Reproduce the listing below with every "bounding box" renamed to "enclosing rectangle" and nothing else altered. Leave the pictures out.

•••••

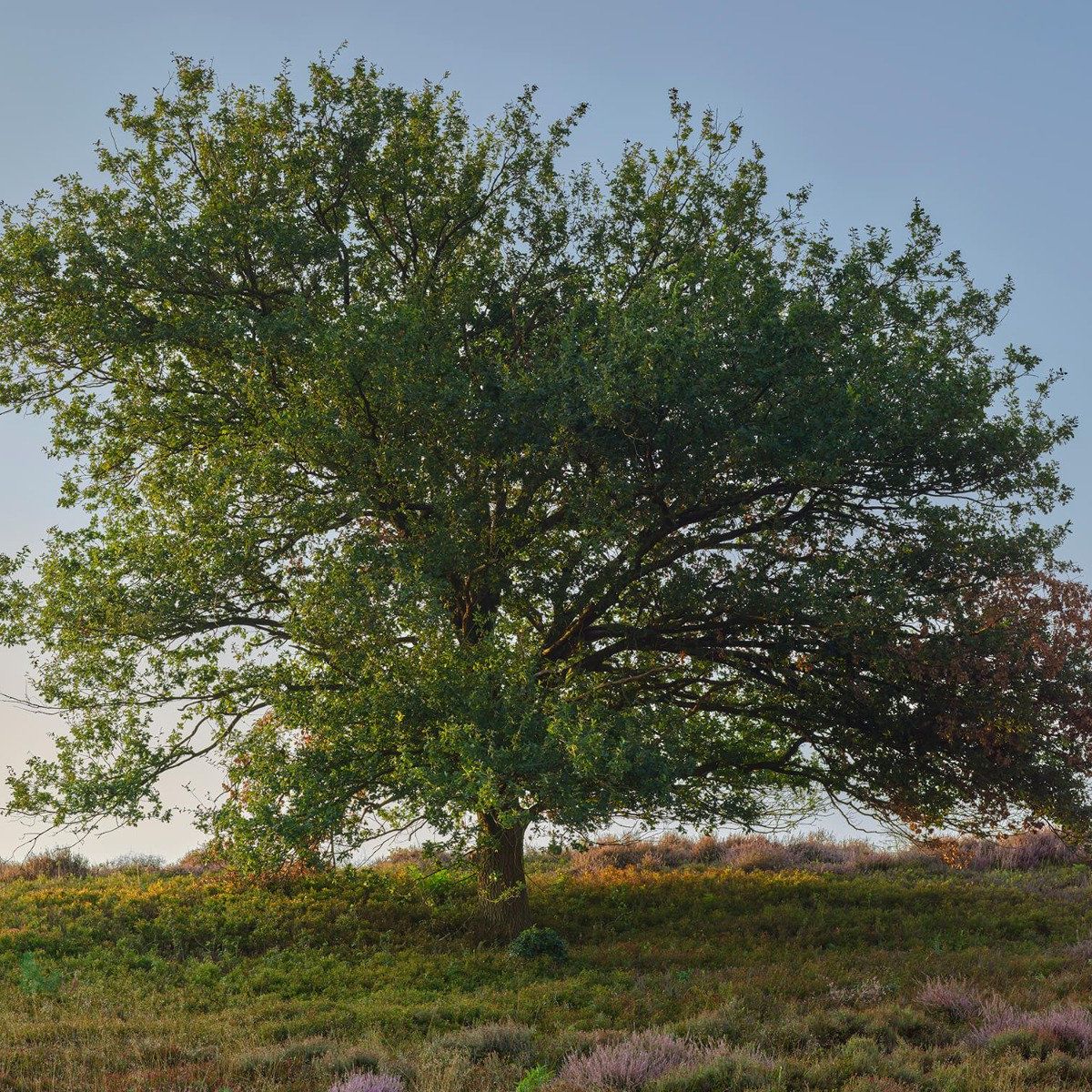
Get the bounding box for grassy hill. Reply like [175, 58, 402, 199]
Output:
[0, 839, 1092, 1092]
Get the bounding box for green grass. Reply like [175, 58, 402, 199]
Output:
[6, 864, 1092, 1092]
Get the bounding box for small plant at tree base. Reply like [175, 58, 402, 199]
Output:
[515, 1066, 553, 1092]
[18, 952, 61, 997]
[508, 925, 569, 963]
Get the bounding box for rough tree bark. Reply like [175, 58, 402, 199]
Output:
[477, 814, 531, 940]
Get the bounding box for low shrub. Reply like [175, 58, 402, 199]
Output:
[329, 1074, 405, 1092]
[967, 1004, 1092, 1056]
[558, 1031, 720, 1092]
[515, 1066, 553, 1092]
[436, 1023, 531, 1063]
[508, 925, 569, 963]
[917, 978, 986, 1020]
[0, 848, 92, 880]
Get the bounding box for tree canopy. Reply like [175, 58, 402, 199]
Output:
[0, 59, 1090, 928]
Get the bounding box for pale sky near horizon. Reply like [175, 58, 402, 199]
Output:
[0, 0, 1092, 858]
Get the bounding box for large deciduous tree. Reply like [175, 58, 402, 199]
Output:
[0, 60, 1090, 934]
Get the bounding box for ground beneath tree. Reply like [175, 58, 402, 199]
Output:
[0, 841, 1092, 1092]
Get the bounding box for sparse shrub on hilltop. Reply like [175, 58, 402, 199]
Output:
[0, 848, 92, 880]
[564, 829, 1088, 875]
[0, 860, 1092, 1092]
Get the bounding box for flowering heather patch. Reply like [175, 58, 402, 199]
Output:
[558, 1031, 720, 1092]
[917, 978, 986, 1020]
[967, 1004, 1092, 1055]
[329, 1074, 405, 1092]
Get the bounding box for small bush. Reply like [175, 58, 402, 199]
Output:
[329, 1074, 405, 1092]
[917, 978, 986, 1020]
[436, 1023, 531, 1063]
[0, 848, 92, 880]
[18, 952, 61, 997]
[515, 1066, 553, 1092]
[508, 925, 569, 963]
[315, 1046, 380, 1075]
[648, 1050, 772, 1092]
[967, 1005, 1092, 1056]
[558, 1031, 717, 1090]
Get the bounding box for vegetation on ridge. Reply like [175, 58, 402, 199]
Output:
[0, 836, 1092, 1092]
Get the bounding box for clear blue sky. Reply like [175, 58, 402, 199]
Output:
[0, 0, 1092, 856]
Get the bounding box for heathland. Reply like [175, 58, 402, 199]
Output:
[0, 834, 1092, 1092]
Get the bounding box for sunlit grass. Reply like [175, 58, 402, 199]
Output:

•••••

• [The answer]:
Get the enclosing rectangle for grassy hill. Reply like [175, 58, 402, 199]
Output:
[0, 839, 1092, 1092]
Get the enclosing rectangle for green grass. Reply like [175, 58, 402, 199]
Output:
[6, 864, 1092, 1092]
Get the enclosing rectangle for small plant at tree base. Reply like [175, 58, 402, 199]
Output:
[515, 1066, 553, 1092]
[18, 952, 61, 997]
[508, 925, 569, 963]
Get the enclosing rectangle for rough tree bark. Reply like [175, 58, 402, 199]
Output:
[477, 814, 531, 940]
Get the enclosing rectangle for low shrub. Reply like [175, 58, 402, 199]
Output:
[329, 1074, 405, 1092]
[967, 1004, 1092, 1056]
[558, 1031, 720, 1092]
[515, 1066, 553, 1092]
[436, 1023, 531, 1063]
[508, 925, 569, 963]
[917, 978, 986, 1020]
[0, 848, 92, 880]
Get the enclosing rectangle for tree canopy. Reply like [175, 58, 402, 199]
Output:
[0, 59, 1090, 928]
Get the enclosing rectangle for pale sky near horizon. Reply like [175, 58, 402, 199]
Output:
[0, 0, 1092, 858]
Get the enclosing rectangle for large deciduous tree. Reply like [175, 58, 402, 199]
Output:
[0, 60, 1090, 934]
Get the enclosing rectangle for ground beneath tree. Reply like [175, 58, 402, 199]
Output:
[0, 841, 1092, 1092]
Get the enclosing rectangle for sparse shrub on hilltop. Reply like [175, 58, 402, 199]
Output:
[0, 848, 92, 880]
[564, 829, 1088, 875]
[0, 860, 1092, 1092]
Get the enclosing rectangle for flowering heather patch. Reply like [175, 58, 402, 199]
Output:
[558, 1031, 720, 1092]
[917, 978, 986, 1020]
[967, 1004, 1092, 1055]
[329, 1074, 405, 1092]
Get the enclosing rectangle for small bush. Reply like [175, 58, 402, 199]
Output:
[329, 1074, 405, 1092]
[917, 978, 986, 1020]
[436, 1023, 531, 1063]
[0, 848, 92, 880]
[18, 952, 61, 997]
[515, 1066, 553, 1092]
[508, 925, 569, 963]
[315, 1046, 380, 1075]
[648, 1050, 772, 1092]
[967, 1005, 1092, 1056]
[558, 1031, 717, 1090]
Get the enclosing rectangle for vegetation on ridge. Reply like [175, 58, 402, 199]
Output:
[0, 836, 1092, 1092]
Get the enclosing rectangle for clear blue sky. Reply like [175, 58, 402, 199]
Output:
[0, 0, 1092, 856]
Get the enclosing rectangle for heathland. Reply like [175, 58, 402, 199]
Output:
[0, 834, 1092, 1092]
Get the enclosing rectangle for sunlit grass. Reply like [175, 58, 402, 199]
Output:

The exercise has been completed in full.